Thank you! And yes, I guess once we're familiar with a place, a lot of this stuff comes more instinctively - when we're writing a place explicitly for other characters to pass through, it can be easier to just think about what functions they immediately appear to need, which is fine as a starting point but reduces what you can do with the results, I think.
Also that is another book I have not read and apparently should do. But the strangeness thing is a good point - inherently, things that bind a particular community together also start defining that community as having boundaries, even if it's only the boundary of "we have this body of shared experience we can discuss and you don't". I feel like not enough settings lean into the fact that travelling, or heroic, characters actually definitionally often end up in places where they're excluded from that communal body of experience: they may be allowed to observe it in a rather "this is the quaint culture of the locality/this is the Ignorant Superstition that I'm Better Than" sort of way (which has, to say the least, its own problems), or they may be explicitly invited in or shut out to show a place's reaction to a character, but I think there's a lot you can do with the subtler cultural mechanics of protagonists as just being somewhat outside the rhythm and cultural flows of a place.

* [Parts of the exercise]
a - Extract the part of the comment on outsider characters and local communities that starts with "Thank you! And" and goes on through "results, I think.".
b - Continue the comment on outsider characters and local communities from where it stops.

(Records from a data source)
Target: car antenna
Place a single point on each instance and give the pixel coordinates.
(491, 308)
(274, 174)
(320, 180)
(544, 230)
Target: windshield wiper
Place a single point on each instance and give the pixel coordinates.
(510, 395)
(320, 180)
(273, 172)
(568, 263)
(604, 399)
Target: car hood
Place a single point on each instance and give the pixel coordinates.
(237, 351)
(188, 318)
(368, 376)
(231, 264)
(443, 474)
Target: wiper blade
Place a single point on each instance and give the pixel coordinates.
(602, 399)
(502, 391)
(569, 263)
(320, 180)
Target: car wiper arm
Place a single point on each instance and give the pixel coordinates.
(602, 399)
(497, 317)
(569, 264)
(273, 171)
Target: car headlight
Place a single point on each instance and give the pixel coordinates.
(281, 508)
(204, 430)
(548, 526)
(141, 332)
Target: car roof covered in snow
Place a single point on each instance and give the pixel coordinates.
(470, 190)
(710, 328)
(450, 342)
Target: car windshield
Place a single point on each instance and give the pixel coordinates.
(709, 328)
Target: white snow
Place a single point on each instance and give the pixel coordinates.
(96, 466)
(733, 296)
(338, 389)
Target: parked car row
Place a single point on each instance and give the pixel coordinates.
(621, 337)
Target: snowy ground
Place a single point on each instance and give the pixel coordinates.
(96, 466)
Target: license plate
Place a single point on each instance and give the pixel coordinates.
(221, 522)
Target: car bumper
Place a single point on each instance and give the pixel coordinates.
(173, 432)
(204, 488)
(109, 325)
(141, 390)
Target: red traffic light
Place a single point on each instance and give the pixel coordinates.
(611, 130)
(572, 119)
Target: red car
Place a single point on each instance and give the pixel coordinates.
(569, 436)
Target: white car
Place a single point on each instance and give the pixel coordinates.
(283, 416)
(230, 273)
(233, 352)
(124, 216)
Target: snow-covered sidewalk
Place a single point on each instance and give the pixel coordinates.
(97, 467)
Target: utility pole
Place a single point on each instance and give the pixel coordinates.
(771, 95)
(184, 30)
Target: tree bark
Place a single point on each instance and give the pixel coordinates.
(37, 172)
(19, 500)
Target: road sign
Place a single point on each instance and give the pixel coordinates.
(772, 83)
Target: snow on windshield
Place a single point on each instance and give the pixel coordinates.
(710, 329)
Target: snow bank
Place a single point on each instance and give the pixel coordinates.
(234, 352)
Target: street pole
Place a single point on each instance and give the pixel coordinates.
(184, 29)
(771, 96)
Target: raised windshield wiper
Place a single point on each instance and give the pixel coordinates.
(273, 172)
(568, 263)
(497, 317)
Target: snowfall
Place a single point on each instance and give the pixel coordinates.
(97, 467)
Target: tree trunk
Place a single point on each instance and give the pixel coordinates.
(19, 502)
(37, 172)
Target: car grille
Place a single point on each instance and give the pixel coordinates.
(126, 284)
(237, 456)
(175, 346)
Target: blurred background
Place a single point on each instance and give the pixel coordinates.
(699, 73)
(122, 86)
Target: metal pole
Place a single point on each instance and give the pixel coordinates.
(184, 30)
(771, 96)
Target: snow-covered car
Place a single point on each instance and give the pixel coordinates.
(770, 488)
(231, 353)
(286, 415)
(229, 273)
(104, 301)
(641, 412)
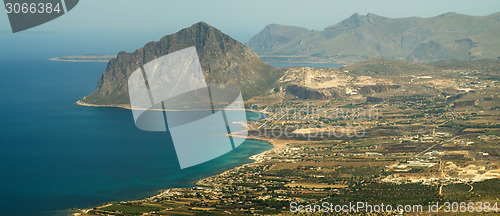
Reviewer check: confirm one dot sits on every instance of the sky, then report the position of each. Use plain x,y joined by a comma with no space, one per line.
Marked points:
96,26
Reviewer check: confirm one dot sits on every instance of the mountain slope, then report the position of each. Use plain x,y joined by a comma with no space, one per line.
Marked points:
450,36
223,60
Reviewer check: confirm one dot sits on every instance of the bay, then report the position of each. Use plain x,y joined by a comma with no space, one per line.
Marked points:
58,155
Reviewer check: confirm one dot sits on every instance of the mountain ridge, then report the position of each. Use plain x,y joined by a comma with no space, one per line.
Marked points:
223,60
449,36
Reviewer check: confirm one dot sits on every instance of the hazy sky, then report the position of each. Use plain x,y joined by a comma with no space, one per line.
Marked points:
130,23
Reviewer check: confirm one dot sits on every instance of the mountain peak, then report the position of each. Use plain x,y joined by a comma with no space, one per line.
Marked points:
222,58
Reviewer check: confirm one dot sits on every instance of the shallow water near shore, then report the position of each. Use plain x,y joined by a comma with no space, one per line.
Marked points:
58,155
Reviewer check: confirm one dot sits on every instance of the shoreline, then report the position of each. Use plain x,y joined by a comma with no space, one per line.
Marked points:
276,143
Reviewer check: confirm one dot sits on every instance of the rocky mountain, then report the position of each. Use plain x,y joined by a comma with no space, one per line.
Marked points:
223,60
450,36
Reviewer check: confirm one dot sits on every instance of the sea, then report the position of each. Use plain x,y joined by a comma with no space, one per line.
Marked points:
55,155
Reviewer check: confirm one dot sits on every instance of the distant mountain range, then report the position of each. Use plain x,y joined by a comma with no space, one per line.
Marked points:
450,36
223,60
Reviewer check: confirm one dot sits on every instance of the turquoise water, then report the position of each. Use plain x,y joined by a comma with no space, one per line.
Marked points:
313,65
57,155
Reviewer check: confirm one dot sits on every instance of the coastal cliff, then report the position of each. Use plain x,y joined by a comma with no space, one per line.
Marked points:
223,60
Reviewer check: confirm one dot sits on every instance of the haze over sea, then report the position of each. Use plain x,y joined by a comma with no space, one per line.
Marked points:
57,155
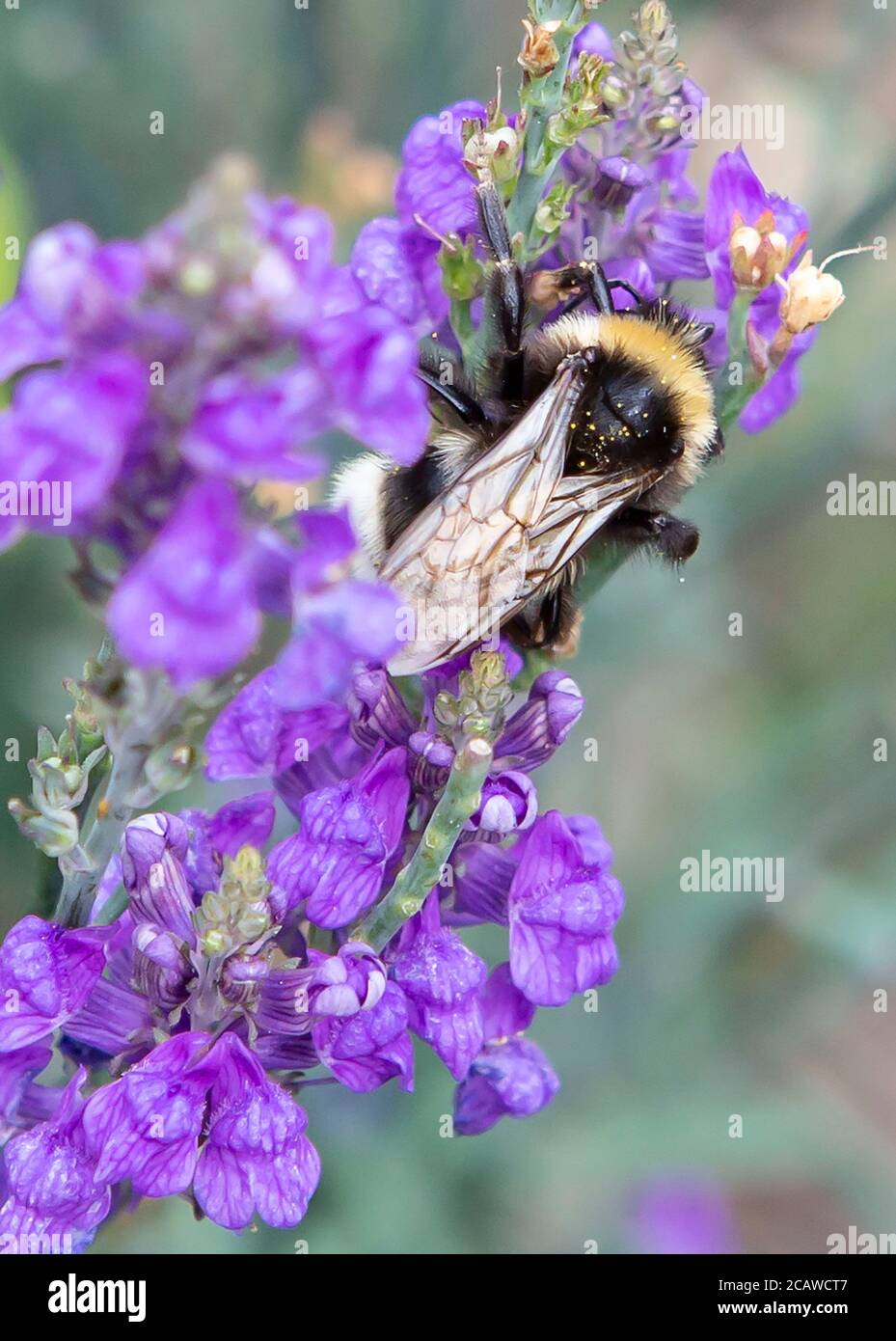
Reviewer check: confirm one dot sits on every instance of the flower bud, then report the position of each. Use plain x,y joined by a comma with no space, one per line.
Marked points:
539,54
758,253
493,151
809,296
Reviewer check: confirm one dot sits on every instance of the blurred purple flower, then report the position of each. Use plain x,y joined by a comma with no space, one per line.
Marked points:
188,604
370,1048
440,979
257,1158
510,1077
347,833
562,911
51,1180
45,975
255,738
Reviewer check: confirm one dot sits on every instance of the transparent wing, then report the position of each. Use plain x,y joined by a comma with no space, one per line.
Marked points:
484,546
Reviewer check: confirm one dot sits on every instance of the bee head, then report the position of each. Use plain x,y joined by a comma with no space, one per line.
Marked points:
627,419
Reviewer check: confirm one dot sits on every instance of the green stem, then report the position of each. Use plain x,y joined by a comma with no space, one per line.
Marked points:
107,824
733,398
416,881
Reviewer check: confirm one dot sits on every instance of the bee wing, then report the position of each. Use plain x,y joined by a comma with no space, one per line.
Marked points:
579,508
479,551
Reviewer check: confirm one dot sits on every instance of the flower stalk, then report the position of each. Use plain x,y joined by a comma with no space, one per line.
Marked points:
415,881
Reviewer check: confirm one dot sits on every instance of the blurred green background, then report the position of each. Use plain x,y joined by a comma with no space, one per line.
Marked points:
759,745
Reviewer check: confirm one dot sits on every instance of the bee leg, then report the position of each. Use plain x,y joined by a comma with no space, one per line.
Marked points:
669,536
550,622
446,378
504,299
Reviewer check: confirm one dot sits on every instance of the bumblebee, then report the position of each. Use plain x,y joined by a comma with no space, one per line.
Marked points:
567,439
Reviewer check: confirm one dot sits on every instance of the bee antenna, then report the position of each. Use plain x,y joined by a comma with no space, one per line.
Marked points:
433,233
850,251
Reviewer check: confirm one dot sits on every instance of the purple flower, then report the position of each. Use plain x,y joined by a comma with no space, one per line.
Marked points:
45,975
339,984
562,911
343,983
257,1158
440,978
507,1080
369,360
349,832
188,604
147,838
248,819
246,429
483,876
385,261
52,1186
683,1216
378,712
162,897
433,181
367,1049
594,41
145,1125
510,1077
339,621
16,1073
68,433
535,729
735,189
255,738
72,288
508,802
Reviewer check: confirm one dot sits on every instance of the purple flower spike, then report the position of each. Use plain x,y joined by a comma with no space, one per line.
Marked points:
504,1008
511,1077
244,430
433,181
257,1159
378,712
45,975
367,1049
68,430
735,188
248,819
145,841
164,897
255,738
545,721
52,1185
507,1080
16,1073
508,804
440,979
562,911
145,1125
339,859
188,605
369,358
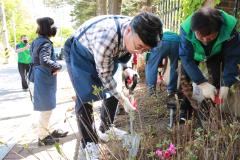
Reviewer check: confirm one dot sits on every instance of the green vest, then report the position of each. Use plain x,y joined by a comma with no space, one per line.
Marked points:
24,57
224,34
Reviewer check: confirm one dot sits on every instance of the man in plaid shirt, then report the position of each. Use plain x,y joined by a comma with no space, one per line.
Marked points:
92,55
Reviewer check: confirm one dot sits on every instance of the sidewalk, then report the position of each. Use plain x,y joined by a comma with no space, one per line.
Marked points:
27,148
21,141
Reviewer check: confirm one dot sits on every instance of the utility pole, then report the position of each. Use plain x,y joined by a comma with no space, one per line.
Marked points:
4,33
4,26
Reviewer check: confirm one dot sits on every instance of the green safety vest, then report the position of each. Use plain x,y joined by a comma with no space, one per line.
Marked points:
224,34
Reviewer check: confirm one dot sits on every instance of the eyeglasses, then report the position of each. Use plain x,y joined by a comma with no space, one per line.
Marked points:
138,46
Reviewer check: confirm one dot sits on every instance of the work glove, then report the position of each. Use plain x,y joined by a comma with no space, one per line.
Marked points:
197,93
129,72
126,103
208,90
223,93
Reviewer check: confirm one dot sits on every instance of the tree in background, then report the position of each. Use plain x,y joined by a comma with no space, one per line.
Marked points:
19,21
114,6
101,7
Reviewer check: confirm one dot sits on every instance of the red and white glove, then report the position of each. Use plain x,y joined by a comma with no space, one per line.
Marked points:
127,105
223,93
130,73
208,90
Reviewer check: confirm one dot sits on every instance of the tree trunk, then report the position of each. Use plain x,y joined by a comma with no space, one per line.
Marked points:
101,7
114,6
* * *
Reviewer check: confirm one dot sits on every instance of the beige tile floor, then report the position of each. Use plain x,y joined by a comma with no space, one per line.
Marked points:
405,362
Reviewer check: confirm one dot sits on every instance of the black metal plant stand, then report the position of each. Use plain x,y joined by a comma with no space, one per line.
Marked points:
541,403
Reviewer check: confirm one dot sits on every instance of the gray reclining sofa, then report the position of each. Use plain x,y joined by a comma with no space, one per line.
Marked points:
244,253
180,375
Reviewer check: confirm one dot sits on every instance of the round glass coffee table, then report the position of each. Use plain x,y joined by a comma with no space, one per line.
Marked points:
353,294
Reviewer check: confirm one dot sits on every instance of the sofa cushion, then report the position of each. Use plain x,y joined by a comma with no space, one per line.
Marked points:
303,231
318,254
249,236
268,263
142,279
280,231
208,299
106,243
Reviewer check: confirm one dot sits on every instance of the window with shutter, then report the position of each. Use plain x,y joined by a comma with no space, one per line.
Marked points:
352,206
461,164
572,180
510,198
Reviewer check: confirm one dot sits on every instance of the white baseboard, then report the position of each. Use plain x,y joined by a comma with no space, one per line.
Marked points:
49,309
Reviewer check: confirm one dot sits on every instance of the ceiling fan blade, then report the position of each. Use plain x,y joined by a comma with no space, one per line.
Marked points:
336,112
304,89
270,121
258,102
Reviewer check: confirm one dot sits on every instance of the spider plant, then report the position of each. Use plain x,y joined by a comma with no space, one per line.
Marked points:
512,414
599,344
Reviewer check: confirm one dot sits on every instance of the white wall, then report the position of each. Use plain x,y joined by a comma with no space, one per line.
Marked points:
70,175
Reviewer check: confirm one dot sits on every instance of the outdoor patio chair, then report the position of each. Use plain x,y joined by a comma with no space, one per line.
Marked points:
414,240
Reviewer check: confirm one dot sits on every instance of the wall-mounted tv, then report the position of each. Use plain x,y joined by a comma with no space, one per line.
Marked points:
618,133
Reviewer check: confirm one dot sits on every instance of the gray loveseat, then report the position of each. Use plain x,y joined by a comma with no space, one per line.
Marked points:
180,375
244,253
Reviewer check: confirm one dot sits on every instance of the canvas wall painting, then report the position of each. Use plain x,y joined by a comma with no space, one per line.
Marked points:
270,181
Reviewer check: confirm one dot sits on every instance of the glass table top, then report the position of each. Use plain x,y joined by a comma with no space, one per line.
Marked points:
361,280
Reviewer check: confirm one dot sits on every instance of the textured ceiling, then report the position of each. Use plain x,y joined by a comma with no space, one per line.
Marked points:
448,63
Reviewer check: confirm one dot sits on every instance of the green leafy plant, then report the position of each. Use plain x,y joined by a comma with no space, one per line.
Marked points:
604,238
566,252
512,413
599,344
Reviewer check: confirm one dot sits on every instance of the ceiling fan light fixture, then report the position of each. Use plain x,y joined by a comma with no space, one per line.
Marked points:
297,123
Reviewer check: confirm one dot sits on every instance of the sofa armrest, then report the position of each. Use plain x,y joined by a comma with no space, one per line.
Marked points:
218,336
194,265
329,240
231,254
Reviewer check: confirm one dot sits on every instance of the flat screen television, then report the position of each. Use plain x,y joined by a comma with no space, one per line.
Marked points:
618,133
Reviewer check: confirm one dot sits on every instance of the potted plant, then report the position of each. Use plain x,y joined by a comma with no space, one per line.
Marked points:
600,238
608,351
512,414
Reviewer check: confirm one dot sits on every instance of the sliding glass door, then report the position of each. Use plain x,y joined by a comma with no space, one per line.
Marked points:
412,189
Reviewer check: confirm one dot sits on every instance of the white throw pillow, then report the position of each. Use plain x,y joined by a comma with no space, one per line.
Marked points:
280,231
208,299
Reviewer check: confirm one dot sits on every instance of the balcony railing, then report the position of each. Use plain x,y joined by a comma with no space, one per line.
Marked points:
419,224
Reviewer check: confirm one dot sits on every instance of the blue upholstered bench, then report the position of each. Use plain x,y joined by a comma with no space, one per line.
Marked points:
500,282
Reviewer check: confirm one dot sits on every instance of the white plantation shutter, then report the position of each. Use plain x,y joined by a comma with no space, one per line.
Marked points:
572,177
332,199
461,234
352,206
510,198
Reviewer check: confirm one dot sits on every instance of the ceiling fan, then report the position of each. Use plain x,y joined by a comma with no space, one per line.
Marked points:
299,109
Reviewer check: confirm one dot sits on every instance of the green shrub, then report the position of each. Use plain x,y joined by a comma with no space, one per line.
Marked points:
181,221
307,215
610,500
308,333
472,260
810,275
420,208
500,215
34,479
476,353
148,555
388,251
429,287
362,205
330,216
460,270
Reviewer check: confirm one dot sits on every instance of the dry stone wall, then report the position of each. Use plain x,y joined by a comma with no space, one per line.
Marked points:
==
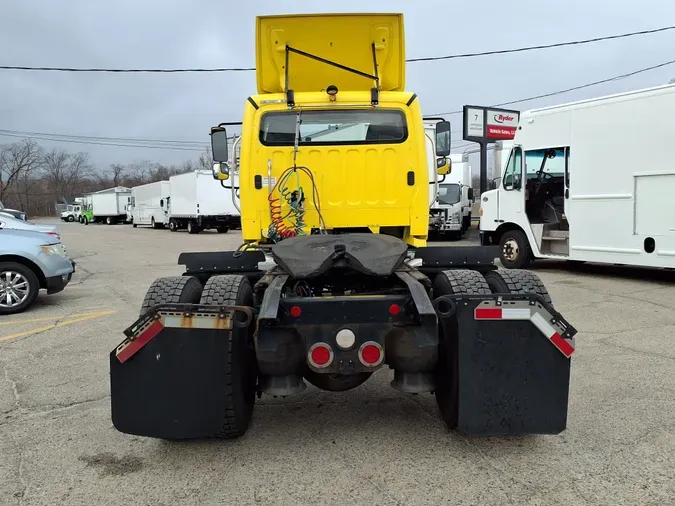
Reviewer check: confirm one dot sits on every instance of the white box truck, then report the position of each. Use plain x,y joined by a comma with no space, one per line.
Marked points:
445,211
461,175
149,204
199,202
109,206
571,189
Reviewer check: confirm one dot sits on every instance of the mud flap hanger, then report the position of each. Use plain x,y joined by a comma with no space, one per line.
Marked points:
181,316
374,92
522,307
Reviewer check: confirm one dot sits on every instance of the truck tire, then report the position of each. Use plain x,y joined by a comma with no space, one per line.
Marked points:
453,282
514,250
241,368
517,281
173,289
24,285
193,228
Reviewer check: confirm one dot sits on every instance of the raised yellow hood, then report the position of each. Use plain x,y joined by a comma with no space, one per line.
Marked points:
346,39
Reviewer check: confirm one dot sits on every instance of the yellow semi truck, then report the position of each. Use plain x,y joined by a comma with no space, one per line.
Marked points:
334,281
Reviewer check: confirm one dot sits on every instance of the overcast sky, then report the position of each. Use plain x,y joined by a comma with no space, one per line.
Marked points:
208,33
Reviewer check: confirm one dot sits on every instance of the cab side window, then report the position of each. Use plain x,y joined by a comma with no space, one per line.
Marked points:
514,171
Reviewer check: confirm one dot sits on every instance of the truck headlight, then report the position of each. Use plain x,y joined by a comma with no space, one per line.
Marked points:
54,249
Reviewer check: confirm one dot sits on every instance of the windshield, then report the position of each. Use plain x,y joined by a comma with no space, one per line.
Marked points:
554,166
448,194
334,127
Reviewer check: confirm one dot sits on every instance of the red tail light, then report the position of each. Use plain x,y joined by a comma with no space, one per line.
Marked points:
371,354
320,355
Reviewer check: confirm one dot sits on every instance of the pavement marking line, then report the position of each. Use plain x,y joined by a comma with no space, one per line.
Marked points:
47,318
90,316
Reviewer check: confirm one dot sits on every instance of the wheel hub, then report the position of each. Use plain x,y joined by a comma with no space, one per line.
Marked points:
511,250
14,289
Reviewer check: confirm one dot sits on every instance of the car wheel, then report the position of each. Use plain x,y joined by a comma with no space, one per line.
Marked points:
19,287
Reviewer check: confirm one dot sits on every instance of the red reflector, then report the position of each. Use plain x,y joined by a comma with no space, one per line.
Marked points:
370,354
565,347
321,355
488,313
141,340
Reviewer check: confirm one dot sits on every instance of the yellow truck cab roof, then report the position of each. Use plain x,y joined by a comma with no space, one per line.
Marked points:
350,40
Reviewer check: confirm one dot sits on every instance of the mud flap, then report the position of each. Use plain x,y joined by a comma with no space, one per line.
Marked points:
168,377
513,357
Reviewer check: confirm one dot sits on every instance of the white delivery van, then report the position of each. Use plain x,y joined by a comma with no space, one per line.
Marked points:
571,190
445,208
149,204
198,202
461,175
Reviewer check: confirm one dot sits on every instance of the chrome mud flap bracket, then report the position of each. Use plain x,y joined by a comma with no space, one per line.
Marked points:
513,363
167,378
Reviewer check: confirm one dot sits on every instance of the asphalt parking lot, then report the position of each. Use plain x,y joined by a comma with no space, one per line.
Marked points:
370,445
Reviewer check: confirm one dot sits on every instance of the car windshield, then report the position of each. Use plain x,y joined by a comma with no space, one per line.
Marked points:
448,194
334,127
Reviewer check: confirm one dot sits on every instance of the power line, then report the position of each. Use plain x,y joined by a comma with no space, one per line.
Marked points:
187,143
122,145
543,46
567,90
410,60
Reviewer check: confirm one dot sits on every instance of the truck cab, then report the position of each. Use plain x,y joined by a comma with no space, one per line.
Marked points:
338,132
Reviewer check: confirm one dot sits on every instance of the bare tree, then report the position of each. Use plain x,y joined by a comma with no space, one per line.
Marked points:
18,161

* [Exercise answers]
a -
Thank you! And yes, I guess once we're familiar with a place, a lot of this stuff comes more instinctively - when we're writing a place explicitly for other characters to pass through, it can be easier to just think about what functions they immediately appear to need, which is fine as a starting point but reduces what you can do with the results, I think.

b -
There's also maybe a lot you can do with having protagonists who are inside that system, or very used to a place: the overwhelmingly predominant system in adventure fiction is to have the heroes being mobile, and for good reason, but actually there are some great traditional tales that rely on protagonists being quite tied to areas and knowing them well (think Robin Hood, Hereward the Wake, etc). I think that "hero with a geographical situation and tons of local cultural ties" rather than "hero with no ties who is loose to roam" is something that maybe isn't done enough, though maybe I'm just not sufficiently well read to know who's done it well.